*Exercise brief:* List every country the passage about books and music below mentions by name, each once, in the order they first appear.

*Passage shown:*

Orbital · Samantha Harvey · United Kingdom 🇬🇧 · 2024 — Six astronauts and cosmonauts circle the Earth sixteen times in a single day aboard the International Space Station. Winner of the Booker Prize 2024, a novel without conventional plot, driven entirely by language and the view from above.
The Safekeep · Yael van der Wouden · Netherlands 🇳🇱 · 2024 — Set in 1961 rural Netherlands, the story of Isabel, a recluse whose ordered life is disrupted when her brother’s girlfriend stays for the summer. Winner of the 2025 Women’s Prize for Fiction and a landmark for contemporary Dutch literature as the first Dutch-authored novel shortlisted for the Booker Prize.
🎵 Music
Ich Lieb Mich · Nina Chuba · Germany 🇩🇪 · 2025
Nina Chuba rose to prominence in 2022 with Wildberry Lillet, the most streamed song in Germany that year, which spent four weeks at number one and went platinum. Her debut album Glas followed in February 2023 and topped the charts in Germany and Austria.
Her second album, Ich Lieb Mich Ich Lieb Mich Nicht, reached number one again in September 2025. It moves across pop, dancehall, rock and hip-hop while providing an honest account of being in your mid-twenties, balancing self-doubt with self-assertion across fourteen tracks. Sung in German.

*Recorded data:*

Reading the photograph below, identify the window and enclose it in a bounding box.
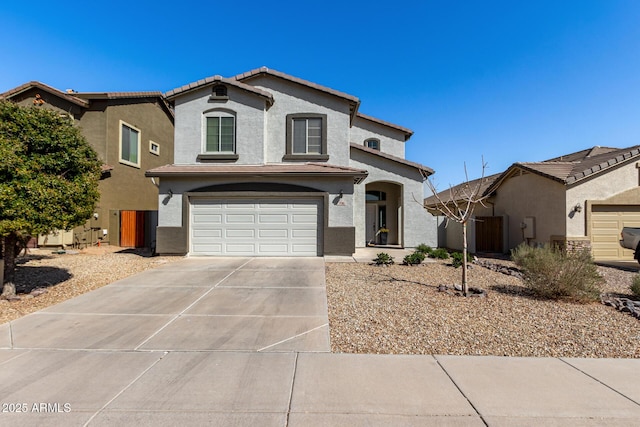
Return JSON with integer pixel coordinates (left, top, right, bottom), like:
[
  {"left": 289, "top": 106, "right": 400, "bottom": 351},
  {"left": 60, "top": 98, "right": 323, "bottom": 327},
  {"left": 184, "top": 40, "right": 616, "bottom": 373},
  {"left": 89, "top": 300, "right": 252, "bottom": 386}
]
[
  {"left": 205, "top": 116, "right": 236, "bottom": 153},
  {"left": 364, "top": 138, "right": 380, "bottom": 150},
  {"left": 120, "top": 121, "right": 140, "bottom": 168},
  {"left": 285, "top": 113, "right": 329, "bottom": 160},
  {"left": 149, "top": 141, "right": 160, "bottom": 156}
]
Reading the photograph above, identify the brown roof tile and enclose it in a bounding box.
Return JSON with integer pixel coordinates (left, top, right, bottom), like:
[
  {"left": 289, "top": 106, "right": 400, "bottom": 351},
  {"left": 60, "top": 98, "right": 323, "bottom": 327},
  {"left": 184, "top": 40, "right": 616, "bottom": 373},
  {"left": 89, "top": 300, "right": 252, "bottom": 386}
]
[
  {"left": 356, "top": 113, "right": 413, "bottom": 141},
  {"left": 165, "top": 75, "right": 273, "bottom": 105}
]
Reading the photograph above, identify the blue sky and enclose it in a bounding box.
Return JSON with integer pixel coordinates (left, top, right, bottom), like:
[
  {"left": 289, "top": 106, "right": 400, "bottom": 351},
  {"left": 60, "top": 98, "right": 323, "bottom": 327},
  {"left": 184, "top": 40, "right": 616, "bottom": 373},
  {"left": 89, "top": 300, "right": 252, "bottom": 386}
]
[{"left": 0, "top": 0, "right": 640, "bottom": 189}]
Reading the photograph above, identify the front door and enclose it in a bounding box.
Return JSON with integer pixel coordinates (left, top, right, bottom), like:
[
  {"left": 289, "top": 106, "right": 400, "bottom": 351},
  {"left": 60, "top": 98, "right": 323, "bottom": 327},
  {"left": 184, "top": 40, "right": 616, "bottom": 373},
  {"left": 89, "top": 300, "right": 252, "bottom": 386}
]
[{"left": 365, "top": 203, "right": 378, "bottom": 245}]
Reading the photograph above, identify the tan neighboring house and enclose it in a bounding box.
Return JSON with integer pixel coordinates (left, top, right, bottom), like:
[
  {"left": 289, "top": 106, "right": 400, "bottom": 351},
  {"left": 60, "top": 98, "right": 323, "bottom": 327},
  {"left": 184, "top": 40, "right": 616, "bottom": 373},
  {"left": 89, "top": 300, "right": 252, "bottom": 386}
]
[
  {"left": 0, "top": 81, "right": 174, "bottom": 247},
  {"left": 425, "top": 146, "right": 640, "bottom": 261}
]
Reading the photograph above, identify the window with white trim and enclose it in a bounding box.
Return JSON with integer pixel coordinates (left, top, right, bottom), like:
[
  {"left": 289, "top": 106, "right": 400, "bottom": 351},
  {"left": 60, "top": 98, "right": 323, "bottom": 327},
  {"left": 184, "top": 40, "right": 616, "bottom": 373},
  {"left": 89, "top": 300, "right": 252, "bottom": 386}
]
[
  {"left": 204, "top": 114, "right": 236, "bottom": 153},
  {"left": 364, "top": 138, "right": 380, "bottom": 150},
  {"left": 120, "top": 120, "right": 140, "bottom": 168},
  {"left": 285, "top": 113, "right": 329, "bottom": 160}
]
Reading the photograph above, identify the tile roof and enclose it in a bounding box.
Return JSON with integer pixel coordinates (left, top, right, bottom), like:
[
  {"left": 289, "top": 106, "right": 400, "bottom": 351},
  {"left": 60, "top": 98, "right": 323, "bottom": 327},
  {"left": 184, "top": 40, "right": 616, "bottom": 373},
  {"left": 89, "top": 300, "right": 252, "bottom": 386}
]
[
  {"left": 486, "top": 145, "right": 640, "bottom": 194},
  {"left": 164, "top": 75, "right": 273, "bottom": 105},
  {"left": 356, "top": 113, "right": 413, "bottom": 141},
  {"left": 0, "top": 81, "right": 89, "bottom": 107},
  {"left": 233, "top": 67, "right": 360, "bottom": 106},
  {"left": 424, "top": 173, "right": 502, "bottom": 208},
  {"left": 145, "top": 163, "right": 367, "bottom": 182},
  {"left": 350, "top": 142, "right": 434, "bottom": 176}
]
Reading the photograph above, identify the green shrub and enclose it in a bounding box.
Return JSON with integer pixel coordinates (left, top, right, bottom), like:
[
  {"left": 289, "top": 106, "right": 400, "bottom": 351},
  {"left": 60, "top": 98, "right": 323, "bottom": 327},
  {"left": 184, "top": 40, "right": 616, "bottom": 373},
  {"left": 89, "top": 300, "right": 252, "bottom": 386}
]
[
  {"left": 416, "top": 243, "right": 433, "bottom": 255},
  {"left": 511, "top": 244, "right": 603, "bottom": 302},
  {"left": 429, "top": 248, "right": 449, "bottom": 259},
  {"left": 403, "top": 251, "right": 424, "bottom": 265},
  {"left": 631, "top": 274, "right": 640, "bottom": 297},
  {"left": 373, "top": 252, "right": 393, "bottom": 265},
  {"left": 451, "top": 252, "right": 473, "bottom": 268}
]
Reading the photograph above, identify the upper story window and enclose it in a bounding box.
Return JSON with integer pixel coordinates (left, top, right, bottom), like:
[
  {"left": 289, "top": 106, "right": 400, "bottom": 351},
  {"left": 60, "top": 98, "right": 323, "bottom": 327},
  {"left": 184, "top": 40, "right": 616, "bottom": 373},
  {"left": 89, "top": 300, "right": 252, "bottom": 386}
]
[
  {"left": 196, "top": 108, "right": 239, "bottom": 162},
  {"left": 285, "top": 113, "right": 329, "bottom": 160},
  {"left": 120, "top": 120, "right": 140, "bottom": 168},
  {"left": 204, "top": 112, "right": 236, "bottom": 153},
  {"left": 364, "top": 138, "right": 380, "bottom": 150}
]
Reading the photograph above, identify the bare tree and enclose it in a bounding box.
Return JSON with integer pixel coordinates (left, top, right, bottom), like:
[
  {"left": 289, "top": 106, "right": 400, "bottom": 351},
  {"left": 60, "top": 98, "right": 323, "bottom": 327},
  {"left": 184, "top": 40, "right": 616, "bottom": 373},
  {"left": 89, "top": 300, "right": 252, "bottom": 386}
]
[{"left": 423, "top": 158, "right": 489, "bottom": 296}]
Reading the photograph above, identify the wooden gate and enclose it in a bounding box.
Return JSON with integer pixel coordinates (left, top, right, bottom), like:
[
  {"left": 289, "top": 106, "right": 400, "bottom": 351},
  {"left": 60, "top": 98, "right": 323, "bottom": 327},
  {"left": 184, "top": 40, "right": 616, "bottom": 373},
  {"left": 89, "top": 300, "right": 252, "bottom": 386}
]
[
  {"left": 120, "top": 211, "right": 144, "bottom": 248},
  {"left": 476, "top": 216, "right": 502, "bottom": 253}
]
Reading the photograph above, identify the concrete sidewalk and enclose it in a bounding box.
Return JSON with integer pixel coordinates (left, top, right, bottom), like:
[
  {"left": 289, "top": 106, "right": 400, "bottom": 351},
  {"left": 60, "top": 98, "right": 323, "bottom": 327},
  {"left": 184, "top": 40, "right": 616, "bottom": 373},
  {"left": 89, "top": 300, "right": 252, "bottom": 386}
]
[{"left": 0, "top": 258, "right": 640, "bottom": 426}]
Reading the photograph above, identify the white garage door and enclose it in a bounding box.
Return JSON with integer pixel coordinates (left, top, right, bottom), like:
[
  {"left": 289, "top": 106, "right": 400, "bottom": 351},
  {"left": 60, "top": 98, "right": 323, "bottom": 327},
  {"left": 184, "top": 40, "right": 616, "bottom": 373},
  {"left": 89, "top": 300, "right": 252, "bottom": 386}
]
[
  {"left": 591, "top": 205, "right": 640, "bottom": 261},
  {"left": 190, "top": 199, "right": 321, "bottom": 256}
]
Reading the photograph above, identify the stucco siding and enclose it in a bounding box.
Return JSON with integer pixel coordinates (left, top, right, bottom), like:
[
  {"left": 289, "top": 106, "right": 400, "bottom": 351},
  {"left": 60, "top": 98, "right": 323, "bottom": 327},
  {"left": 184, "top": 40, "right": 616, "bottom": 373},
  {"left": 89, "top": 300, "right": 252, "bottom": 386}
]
[
  {"left": 175, "top": 86, "right": 265, "bottom": 164},
  {"left": 494, "top": 173, "right": 566, "bottom": 250},
  {"left": 248, "top": 77, "right": 350, "bottom": 166},
  {"left": 349, "top": 117, "right": 405, "bottom": 159},
  {"left": 564, "top": 161, "right": 640, "bottom": 237},
  {"left": 350, "top": 152, "right": 438, "bottom": 247}
]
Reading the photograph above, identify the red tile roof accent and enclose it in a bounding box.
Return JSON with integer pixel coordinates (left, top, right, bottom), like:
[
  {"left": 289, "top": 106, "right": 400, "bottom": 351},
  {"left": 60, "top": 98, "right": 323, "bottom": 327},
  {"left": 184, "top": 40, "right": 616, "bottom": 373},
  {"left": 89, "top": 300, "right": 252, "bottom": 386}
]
[{"left": 350, "top": 142, "right": 435, "bottom": 176}]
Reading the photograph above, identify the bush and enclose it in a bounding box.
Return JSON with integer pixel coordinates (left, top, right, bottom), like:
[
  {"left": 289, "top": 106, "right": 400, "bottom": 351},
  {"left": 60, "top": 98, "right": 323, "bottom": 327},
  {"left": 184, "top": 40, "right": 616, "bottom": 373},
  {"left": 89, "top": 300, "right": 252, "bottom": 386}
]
[
  {"left": 429, "top": 248, "right": 449, "bottom": 259},
  {"left": 373, "top": 252, "right": 393, "bottom": 265},
  {"left": 416, "top": 243, "right": 433, "bottom": 255},
  {"left": 631, "top": 274, "right": 640, "bottom": 297},
  {"left": 511, "top": 244, "right": 603, "bottom": 302},
  {"left": 451, "top": 252, "right": 473, "bottom": 268},
  {"left": 403, "top": 251, "right": 424, "bottom": 265}
]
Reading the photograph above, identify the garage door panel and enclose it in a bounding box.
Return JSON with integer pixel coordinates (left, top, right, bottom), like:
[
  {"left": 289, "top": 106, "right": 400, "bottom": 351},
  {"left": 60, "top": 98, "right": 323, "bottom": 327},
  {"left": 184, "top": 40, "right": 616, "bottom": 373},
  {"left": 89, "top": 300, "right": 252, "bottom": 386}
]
[
  {"left": 590, "top": 205, "right": 640, "bottom": 261},
  {"left": 225, "top": 229, "right": 256, "bottom": 239},
  {"left": 258, "top": 214, "right": 289, "bottom": 224},
  {"left": 190, "top": 199, "right": 322, "bottom": 256}
]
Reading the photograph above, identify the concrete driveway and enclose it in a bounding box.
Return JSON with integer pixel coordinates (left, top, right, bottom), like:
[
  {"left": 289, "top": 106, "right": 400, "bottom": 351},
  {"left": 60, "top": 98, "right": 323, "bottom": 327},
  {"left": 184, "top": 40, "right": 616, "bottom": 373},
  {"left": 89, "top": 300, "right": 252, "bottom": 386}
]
[{"left": 0, "top": 258, "right": 640, "bottom": 427}]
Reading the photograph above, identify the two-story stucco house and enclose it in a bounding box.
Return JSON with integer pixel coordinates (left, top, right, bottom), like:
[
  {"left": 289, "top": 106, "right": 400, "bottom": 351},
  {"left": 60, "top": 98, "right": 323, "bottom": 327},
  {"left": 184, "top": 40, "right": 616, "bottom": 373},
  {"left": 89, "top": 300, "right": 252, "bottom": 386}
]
[
  {"left": 147, "top": 67, "right": 436, "bottom": 256},
  {"left": 0, "top": 81, "right": 173, "bottom": 247}
]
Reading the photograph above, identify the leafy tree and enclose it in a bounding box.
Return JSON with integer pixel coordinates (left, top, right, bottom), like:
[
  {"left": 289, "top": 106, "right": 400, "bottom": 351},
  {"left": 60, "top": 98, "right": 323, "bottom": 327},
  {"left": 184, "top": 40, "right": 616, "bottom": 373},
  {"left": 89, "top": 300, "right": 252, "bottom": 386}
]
[
  {"left": 427, "top": 159, "right": 488, "bottom": 297},
  {"left": 0, "top": 101, "right": 101, "bottom": 297}
]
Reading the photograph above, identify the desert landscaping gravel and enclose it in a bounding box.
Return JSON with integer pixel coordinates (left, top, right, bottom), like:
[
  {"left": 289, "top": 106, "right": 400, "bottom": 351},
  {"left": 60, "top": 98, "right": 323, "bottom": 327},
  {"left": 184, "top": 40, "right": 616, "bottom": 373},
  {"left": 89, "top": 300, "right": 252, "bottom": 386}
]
[
  {"left": 0, "top": 246, "right": 181, "bottom": 324},
  {"left": 326, "top": 261, "right": 640, "bottom": 358},
  {"left": 0, "top": 247, "right": 640, "bottom": 358}
]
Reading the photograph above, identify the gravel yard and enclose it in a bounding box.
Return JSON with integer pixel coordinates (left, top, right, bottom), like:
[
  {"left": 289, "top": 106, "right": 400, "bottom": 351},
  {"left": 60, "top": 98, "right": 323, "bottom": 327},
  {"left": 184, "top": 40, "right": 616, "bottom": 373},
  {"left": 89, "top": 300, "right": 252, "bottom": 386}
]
[
  {"left": 0, "top": 247, "right": 640, "bottom": 358},
  {"left": 326, "top": 261, "right": 640, "bottom": 358},
  {"left": 0, "top": 246, "right": 181, "bottom": 324}
]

*Answer space:* United Kingdom, Netherlands, Germany, Austria